Aim
How many lines in the data below contain the string "slope"? Matches must have the same uppercase and lowercase letters. Reply with the number only.
** START Supplied records **
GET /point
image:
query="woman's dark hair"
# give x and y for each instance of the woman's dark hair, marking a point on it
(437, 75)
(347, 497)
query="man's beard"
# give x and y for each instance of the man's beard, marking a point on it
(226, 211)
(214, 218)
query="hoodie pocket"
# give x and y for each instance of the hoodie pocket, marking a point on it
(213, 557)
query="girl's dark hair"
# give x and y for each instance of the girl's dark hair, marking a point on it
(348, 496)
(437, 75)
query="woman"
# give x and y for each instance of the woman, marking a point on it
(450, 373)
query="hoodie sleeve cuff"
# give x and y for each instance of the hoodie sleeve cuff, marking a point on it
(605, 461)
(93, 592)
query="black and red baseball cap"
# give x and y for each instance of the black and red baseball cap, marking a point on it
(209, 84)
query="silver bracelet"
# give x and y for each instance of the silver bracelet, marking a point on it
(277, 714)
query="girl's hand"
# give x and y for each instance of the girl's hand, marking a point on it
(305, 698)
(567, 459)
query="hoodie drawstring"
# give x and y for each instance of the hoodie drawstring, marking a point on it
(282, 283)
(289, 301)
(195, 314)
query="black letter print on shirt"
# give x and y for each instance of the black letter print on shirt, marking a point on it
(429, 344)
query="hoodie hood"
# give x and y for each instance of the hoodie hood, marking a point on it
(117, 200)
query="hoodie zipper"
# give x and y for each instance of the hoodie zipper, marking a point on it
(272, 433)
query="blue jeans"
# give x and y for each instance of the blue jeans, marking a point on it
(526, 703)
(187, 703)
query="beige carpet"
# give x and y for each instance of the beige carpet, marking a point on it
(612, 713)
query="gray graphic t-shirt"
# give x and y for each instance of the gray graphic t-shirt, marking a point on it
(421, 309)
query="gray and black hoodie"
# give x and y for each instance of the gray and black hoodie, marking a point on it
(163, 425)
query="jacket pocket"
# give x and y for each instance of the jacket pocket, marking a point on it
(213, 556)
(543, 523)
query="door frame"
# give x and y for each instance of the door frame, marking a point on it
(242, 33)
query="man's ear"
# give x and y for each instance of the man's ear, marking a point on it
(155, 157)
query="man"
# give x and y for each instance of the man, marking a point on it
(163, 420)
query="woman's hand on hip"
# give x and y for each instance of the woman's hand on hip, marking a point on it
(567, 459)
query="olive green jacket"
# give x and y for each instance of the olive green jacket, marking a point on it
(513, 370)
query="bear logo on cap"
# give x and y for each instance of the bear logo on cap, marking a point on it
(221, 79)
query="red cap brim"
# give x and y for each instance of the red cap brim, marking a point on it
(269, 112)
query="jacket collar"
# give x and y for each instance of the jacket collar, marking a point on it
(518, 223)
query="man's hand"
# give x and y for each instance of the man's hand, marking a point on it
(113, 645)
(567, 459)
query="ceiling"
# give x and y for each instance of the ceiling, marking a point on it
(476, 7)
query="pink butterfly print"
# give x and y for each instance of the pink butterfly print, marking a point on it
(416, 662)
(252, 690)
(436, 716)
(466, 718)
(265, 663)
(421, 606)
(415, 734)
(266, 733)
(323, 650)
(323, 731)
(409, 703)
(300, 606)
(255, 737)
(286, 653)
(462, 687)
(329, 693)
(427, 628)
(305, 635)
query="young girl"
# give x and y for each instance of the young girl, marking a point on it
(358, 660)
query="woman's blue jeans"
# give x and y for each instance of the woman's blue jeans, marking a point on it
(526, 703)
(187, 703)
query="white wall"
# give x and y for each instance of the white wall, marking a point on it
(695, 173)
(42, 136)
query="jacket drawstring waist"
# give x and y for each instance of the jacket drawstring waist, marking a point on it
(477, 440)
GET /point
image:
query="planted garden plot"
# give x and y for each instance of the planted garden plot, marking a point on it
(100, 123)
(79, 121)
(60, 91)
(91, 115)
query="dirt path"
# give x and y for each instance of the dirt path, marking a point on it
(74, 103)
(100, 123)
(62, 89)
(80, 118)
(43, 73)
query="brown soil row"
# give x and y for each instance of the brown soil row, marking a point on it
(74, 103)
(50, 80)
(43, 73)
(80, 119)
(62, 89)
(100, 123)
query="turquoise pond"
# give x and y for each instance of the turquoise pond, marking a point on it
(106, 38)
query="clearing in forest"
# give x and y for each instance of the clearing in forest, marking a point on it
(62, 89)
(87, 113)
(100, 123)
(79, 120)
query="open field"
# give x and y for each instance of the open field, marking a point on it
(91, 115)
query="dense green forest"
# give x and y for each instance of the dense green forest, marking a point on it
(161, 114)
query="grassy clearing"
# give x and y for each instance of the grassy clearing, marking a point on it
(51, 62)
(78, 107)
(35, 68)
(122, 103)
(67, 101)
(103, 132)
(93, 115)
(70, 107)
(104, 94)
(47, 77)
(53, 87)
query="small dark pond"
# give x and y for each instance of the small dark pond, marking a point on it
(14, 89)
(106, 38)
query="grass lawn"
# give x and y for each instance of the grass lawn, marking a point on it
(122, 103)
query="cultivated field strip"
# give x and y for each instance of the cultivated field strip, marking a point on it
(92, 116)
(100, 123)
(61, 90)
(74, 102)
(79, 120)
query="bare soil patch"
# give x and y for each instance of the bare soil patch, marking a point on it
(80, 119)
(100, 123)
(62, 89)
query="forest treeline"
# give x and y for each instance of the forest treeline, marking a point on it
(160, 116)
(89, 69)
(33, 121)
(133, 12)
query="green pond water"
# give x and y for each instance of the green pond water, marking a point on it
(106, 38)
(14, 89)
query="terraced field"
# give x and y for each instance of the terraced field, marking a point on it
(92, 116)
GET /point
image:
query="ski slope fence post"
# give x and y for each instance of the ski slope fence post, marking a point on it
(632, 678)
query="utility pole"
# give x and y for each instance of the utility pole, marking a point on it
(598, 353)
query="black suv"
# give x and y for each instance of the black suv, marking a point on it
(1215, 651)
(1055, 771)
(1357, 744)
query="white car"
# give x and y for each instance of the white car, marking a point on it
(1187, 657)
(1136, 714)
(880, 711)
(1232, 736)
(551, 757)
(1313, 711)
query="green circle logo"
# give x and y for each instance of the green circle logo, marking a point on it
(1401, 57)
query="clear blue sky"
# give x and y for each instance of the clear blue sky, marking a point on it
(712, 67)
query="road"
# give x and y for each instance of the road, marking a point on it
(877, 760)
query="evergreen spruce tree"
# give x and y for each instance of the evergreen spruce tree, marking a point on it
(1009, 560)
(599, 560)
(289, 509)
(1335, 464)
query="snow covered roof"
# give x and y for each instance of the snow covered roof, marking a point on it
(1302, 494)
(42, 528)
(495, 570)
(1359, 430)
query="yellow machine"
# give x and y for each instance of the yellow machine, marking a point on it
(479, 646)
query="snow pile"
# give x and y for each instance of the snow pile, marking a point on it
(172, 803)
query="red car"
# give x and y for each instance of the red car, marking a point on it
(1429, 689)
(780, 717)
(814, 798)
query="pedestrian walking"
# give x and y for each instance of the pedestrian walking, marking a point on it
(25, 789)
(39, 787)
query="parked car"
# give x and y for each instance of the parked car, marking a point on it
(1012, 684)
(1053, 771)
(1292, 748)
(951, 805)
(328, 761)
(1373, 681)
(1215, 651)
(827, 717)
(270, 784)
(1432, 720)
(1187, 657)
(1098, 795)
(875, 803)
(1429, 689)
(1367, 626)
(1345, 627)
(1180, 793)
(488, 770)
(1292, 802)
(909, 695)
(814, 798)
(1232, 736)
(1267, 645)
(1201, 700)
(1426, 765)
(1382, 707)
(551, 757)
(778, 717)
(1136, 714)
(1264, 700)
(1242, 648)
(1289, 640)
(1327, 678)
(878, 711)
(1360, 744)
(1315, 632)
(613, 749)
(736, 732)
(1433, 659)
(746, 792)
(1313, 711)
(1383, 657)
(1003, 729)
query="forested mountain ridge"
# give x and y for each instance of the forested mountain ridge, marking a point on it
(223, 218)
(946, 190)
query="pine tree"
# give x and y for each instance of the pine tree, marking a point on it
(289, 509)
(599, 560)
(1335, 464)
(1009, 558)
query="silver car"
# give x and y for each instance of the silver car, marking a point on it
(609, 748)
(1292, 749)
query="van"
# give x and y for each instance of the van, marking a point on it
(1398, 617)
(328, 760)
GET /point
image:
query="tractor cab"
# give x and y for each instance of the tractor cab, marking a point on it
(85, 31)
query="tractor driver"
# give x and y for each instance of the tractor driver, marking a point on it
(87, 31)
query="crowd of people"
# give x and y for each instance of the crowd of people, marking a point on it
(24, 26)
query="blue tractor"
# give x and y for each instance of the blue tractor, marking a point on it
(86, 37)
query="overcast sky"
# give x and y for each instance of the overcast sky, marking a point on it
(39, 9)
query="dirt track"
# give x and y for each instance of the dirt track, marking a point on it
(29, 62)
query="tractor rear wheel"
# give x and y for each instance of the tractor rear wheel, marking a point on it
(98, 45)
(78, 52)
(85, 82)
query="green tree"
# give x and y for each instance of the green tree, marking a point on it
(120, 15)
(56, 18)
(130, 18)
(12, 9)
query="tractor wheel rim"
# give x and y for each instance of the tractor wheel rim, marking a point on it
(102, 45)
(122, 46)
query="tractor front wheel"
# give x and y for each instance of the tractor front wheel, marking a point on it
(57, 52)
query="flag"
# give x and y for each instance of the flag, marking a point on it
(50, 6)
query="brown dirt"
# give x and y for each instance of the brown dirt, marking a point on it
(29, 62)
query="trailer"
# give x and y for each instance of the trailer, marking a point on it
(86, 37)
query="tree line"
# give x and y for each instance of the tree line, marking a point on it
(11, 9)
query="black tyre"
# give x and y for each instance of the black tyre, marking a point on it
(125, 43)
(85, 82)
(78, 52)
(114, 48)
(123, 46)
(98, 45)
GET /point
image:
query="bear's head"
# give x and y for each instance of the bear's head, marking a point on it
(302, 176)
** END Supplied records **
Result of this exercise
2